> _Ziel 1_
Prüfe, ob die Aussagen (a), (b) und (c) mit dem Quellauszug über Weikendorf übereinstimmen. Antworte jeweils mit Ja oder Nein und zitiere die entscheidenden Worte des Quellauszugs wörtlich.
(a) Andraschek und Lobnig stützen sich auf Gespräche und Recherchen.
(b) Es geht ausschließlich um geschriebene Regeln.
(c) Die Jahreszahl 2011 wird genannt.
> _Ziel 2_
Welche Gemeinde nennt der Quellauszug über Weikendorf als Beispiel?
> _Ziel 3_
Schreib den Quellauszug über Weikendorf nach seinem letzten Satz weiter.

HUBERT LOBNIG
MY LIFE - MY RULES

2011














My life, my rules – Du sollst nicht rauchen!
My life, my rules – Du sollst nicht links parken!

Über Gespräche und Recherchen versuchen Iris Andraschek und Hubert Lobnig allgemeine und persönliche Regelwerke festzumachen, die das soziale Leben einer Gemeinde wie jenes von Weikendorf bestimmen. Was existiert an geschriebenen, was an ungeschriebenen, an äußeren und inneren, an fremdbestimmten und eigenen, an übernommenen oder selbst gestellten Regeln? Welche Regeln befolgen die BewohnerInnen einer Gemeinde, welche stellen sie sich selber in Zeiten von „Geiz ist geil“ und „Das Boot ist voll“.

> _Datenabschnitt_
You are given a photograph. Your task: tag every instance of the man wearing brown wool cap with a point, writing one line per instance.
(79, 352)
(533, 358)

> _Richtige Antwort 1_
(a) Ja: „Über Gespräche und Recherchen versuchen Iris Andraschek und Hubert Lobnig“
(b) Nein: „Was existiert an geschriebenen, was an ungeschriebenen“
(c) Ja: „2011“

> _Richtige Antwort 2_
Weikendorf.

> _Richtige Antwort 3_
Arbeitsmaterial der installativen Umsetzung im Kunstraum Weikendorf sind Vereinsregeln, Regelwerke der Freiwilligen Feuerwehr oder jene, die den Hausmüll, das Abwasser, das Baurecht, den Verkehr oder die Parkordnung betreffen aber auch solche, die sich aus dem römischen Recht oder der Religion ableiten wie z.B. die 10 Gebote, diverse Internetseiten und Blogs zu Lebensregeln und Vieles mehr. Die Ausstellung versucht auch zu ergründen, wie sich die Richtlinien der Menschen eines Dorfes und die sie vorgebenden,
maßgeblichen innergemeinschaftlichen Instanzen im Laufe der Geschichte formiert und verändert haben.

Regeln werden auf die Wände des Kunstraum Weikendorf affichiert und dienen als Hintergrund für Zeichnungen und Malereien rund um das Leben, die Geschichte und Geschichten des Dorfes. Das spezielle am Kunstaum Weikendorf ist, dass er von außen eine ländliche Ikonographie vorgibt, so tut als wäre er ein ganz normales Feuerwehrhaus im Dorf, von innen jedoch einer urbanen Ikonographie folgt, einem verallgemeinerten Ort, dem „White Cube“ gleicht, der überall und nirgends vor allem aber im Herzen großer, westlicher Städte stattfindet.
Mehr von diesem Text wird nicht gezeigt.